INSTRUCTIONS FOR THE TASK - Format the records below as a two-column CSV with the header row record,answer and one row per record for all of them. Put each record's text and its answer in a single double-quoted field, with line breaks replaced by spaces.

[Data records]
↓
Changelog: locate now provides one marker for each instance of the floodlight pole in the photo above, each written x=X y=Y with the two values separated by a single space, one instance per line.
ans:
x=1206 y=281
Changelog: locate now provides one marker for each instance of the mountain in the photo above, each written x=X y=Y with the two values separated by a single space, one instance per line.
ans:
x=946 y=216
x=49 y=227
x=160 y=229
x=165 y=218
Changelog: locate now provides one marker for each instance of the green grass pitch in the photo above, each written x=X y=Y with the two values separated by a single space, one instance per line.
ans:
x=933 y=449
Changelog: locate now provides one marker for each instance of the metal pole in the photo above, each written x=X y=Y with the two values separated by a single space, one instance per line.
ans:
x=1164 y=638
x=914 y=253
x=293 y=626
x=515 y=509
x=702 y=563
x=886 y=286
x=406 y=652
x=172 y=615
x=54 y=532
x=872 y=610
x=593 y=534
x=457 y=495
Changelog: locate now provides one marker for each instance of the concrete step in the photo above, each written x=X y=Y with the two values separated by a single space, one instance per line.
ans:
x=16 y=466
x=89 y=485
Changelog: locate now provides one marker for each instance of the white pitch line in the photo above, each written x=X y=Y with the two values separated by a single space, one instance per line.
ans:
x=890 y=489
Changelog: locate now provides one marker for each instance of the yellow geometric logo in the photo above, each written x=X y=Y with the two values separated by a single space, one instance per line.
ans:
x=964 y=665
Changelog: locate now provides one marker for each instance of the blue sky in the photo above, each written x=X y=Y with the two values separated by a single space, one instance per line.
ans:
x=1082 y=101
↑
WRITTEN SOLUTION -
record,answer
"Changelog: locate now provides one marker for each instance of the floodlight pole in the photo above, each written x=X y=Y with the two values separated by a single space, one instance per line. ans:","x=1206 y=281"
"Changelog: locate now provides one marker for each instance of the mountain in the photo above, each written x=X y=Y with the two values separated by a single space, one instance per line. ans:","x=946 y=216 x=49 y=227 x=160 y=229 x=165 y=218"
"Changelog: locate now provides one marker for each instance of the green grass pitch in the photo above, each written x=X y=Y with the two values separated by a single space, one instance per line. ans:","x=933 y=449"
"Changelog: locate now provides one marker for each instance of the metal pole in the photo above, each written x=X y=Y with the two values separated by a single space, one instance per line. ans:","x=1164 y=638 x=914 y=253 x=293 y=626 x=515 y=509 x=702 y=563 x=886 y=286 x=406 y=652 x=172 y=615 x=54 y=532 x=872 y=610 x=593 y=534 x=457 y=495"
"Changelog: locate now provides one marker for each instance of the concrete step in the photo above, each written x=X y=Y with the two values separated by a single space, one instance per line. ans:","x=16 y=466 x=89 y=485"
"Changelog: locate now provides one marker for each instance of the white pitch line in the photo above, each written x=X y=Y with the two values separated by a single space, one instance per line. ans:","x=890 y=489"
"Changelog: locate now provides one marker for each instance of the yellow geometric logo in the photo above, each written x=X y=Y with the two values separated by a single space, one instance per line. ans:","x=964 y=665"
"Changelog: locate now provides one marker for each instance of the blue sky in the photo above, each written x=X y=Y with the two values separated by a single space, one instance per line. ans:","x=1082 y=101"